Crash Hiro/Ando

Today: 2022-12-21

On December 6, 2022 the system running both nodes, hiro and ando, experienced a crash due to the system partition having I/O errors. Attempts to copy data off the SSD, sector by sector, revealed the origin to be low level damage, most likely bad sectors. This low level damage caused the whole SSD to eject and take down the running system as well.

A) Notes on SSD:

a) Samsung EVO 850, MZ-75E2T0, acquired 2018, hardly used until 8/2022 when I moved ando and hiro to a new system. Total TB written ~ 30 TB.
b) Visual inspection of the SSD chips and board shows no signs of wear.
c) Using dd to copy data sector by sector works for GB sections 0-152GB at full speed and then again for 450GB-2000GB. When trying 153GB-450GB, the read out hits I/O errors at least every 5GB. The errors cause the firmware to shutdown the drive, requiring a power cycle to get it back to being responsive.
d) Mounting the drive and the file systems allowed me to copy all files, except the channel.db files of both nodes. This suggests that the channel.db file is scattered among many sectors within the region 152GB-450GB.
e) After a few days of applying ddrescue [1] to the failed drive, it finally finished [2]. Due to the drive ejecting after each I/O error (firmware, capacity change to 0), a full system restart was required. This was done via ‘ipmitool power cycle’ embedded into a script which got executed via cronjob/reboot technique. The script contained a sleep command to allow a time window for manual intervention. This worked, because the mainboard is server grade with a BMC system.

++++++

Aim A: Transcribe the crash report in full.
Aim B: Please restate word for word the records from the line holding "Where can the weeds" through the end of the records, inclusive, and leave the pictures out of your answer.

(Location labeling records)
++++++

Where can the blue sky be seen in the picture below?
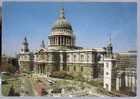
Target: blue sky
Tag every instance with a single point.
(92, 23)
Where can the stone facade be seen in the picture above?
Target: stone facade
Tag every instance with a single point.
(62, 54)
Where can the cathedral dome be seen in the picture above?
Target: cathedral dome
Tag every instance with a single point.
(61, 22)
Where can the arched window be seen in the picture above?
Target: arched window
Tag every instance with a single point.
(68, 58)
(87, 58)
(82, 58)
(74, 68)
(74, 59)
(81, 68)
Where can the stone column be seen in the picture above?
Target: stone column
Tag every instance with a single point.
(133, 83)
(126, 80)
(120, 81)
(59, 40)
(129, 84)
(63, 40)
(117, 84)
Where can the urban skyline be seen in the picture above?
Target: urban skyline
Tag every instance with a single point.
(34, 20)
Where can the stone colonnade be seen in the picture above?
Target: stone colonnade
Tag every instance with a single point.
(61, 40)
(41, 68)
(128, 80)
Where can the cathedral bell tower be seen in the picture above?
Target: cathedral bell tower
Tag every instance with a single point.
(25, 46)
(25, 57)
(109, 48)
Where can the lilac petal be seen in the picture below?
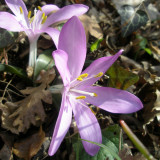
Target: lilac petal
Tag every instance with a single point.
(54, 34)
(88, 126)
(61, 127)
(61, 58)
(49, 8)
(72, 40)
(99, 65)
(9, 22)
(114, 100)
(66, 13)
(14, 6)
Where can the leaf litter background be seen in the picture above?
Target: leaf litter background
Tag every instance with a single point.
(28, 111)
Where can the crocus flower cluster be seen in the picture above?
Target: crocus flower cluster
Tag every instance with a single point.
(34, 26)
(79, 89)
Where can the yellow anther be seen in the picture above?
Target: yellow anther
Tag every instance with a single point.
(43, 16)
(29, 14)
(40, 8)
(81, 97)
(21, 10)
(44, 20)
(84, 75)
(99, 75)
(80, 78)
(95, 95)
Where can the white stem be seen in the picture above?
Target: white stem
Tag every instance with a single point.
(33, 53)
(82, 92)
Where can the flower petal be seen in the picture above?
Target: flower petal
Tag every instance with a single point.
(61, 58)
(66, 13)
(54, 34)
(9, 22)
(88, 126)
(14, 6)
(114, 100)
(97, 66)
(49, 8)
(61, 127)
(72, 40)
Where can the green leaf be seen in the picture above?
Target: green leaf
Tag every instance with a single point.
(108, 150)
(7, 37)
(131, 20)
(44, 62)
(120, 78)
(148, 51)
(12, 69)
(95, 45)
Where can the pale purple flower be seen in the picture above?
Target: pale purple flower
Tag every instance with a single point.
(79, 89)
(34, 26)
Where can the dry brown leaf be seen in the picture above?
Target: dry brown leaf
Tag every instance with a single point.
(29, 147)
(91, 26)
(152, 109)
(17, 117)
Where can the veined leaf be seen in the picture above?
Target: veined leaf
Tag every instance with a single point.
(131, 20)
(7, 37)
(95, 45)
(108, 150)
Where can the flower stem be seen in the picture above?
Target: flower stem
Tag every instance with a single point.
(33, 53)
(136, 141)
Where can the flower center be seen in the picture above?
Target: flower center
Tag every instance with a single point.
(81, 79)
(34, 21)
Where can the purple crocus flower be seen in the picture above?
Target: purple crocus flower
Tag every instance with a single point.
(79, 89)
(34, 26)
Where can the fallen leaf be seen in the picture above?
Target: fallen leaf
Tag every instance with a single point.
(29, 147)
(5, 153)
(17, 117)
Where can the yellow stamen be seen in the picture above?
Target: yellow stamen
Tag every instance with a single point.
(43, 15)
(99, 75)
(29, 14)
(95, 95)
(44, 20)
(31, 20)
(21, 10)
(80, 78)
(40, 8)
(81, 97)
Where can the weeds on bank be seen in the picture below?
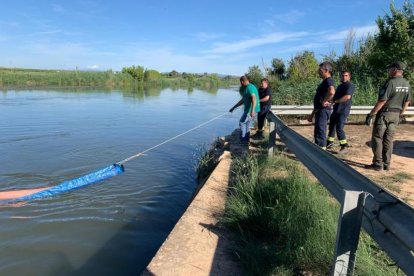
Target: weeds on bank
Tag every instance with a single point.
(286, 223)
(206, 160)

++++++

Written answer A:
Crash Hiro/Ando

Today: 2022-12-21

On December 6, 2022 the system running both nodes, hiro and ando, experienced a crash due to the system partition having I/O errors. Attempts to copy data off the SSD, sector by sector, revealed the origin to be low level damage, most likely bad sectors. This low level damage caused the whole SSD to eject and take down the running system as well.

A) Notes on SSD:

a) Samsung EVO 850, MZ-75E2T0, acquired 2018, hardly used until 8/2022 when I moved ando and hiro to a new system. Total TB written ~ 30 TB.
b) Visual inspection of the SSD chips and board shows no signs of wear.
c) Using dd to copy data sector by sector works for GB sections 0-152GB at full speed and then again for 450GB-2000GB. When trying 153GB-450GB, the read out hits I/O errors at least every 5GB. The errors cause the firmware to shutdown the drive, requiring a power cycle to get it back to being responsive.
d) Mounting the drive and the file systems allowed me to copy all files, except the channel.db files of both nodes. This suggests that the channel.db file is scattered among many sectors within the region 152GB-450GB.
e) After a few days of applying ddrescue [1] to the failed drive, it finally finished [2]. Due to the drive ejecting after each I/O error (firmware, capacity change to 0), a full system restart was required. This was done via ‘ipmitool power cycle’ embedded into a script which got executed via cronjob/reboot technique. The script contained a sleep command to allow a time window for manual intervention. This worked, because the mainboard is server grade with a BMC system.

Written answer B:
Where can the weeds on bank be seen in the picture below?
Target: weeds on bank
Tag every instance with a single point.
(286, 223)
(206, 160)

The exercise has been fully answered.